[Task brief]: Would it be possible to quote, exactly and in full, the lines from the one with "Would you be able to tag each instance of the utility" through the end of the entries below?

[Data rows]:
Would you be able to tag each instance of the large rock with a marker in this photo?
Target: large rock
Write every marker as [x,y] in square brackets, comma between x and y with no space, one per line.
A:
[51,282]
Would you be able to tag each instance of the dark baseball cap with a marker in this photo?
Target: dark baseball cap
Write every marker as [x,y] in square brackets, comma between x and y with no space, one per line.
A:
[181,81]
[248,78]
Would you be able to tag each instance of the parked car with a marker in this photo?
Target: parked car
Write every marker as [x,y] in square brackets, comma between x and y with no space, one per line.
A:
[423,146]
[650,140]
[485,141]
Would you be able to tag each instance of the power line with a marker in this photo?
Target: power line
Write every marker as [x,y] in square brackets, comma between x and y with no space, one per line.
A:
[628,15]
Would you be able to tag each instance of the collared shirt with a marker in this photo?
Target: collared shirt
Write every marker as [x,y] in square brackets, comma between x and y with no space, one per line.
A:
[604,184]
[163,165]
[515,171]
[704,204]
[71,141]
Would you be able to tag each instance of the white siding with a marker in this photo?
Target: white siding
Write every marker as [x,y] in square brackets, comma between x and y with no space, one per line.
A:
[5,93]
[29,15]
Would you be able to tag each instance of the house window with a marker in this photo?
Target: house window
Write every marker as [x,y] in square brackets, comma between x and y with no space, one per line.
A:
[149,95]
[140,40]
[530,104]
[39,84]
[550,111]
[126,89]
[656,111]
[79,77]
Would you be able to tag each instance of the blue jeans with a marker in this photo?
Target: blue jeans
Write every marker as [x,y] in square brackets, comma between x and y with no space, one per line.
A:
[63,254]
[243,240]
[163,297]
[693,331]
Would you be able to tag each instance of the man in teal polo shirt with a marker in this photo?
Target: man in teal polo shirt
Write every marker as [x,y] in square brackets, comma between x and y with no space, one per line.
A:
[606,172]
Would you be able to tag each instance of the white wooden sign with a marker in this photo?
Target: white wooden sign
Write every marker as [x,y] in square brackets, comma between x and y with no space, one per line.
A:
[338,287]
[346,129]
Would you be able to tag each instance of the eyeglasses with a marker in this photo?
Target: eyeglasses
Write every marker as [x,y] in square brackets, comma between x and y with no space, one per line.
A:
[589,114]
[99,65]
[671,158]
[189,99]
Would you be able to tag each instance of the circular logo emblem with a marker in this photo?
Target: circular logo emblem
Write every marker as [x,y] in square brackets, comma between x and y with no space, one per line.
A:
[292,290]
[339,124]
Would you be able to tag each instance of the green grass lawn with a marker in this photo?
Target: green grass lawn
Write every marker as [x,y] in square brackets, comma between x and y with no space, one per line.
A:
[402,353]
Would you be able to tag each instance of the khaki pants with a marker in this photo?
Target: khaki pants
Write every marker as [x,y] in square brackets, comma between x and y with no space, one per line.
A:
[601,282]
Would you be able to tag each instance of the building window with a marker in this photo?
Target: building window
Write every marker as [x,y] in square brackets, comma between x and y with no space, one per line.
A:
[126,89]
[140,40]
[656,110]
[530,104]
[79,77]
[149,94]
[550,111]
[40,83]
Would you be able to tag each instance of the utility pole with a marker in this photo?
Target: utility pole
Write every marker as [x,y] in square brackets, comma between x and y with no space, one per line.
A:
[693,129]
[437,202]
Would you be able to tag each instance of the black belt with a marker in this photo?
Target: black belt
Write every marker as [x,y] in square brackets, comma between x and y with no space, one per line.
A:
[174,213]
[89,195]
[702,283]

[Result]:
Would you be able to tag each instance of the utility pole with a marker in this photo?
Target: utility pole
Write every marker as [x,y] in square brackets, comma between x and y with no space, one per line.
A:
[693,129]
[437,202]
Would you be able to tag each instance of the black belt with a marker in this photo?
Target: black belt
Write every marker as [x,y] in square brackets, comma between x and y with no space, one per line.
A:
[174,213]
[89,195]
[702,283]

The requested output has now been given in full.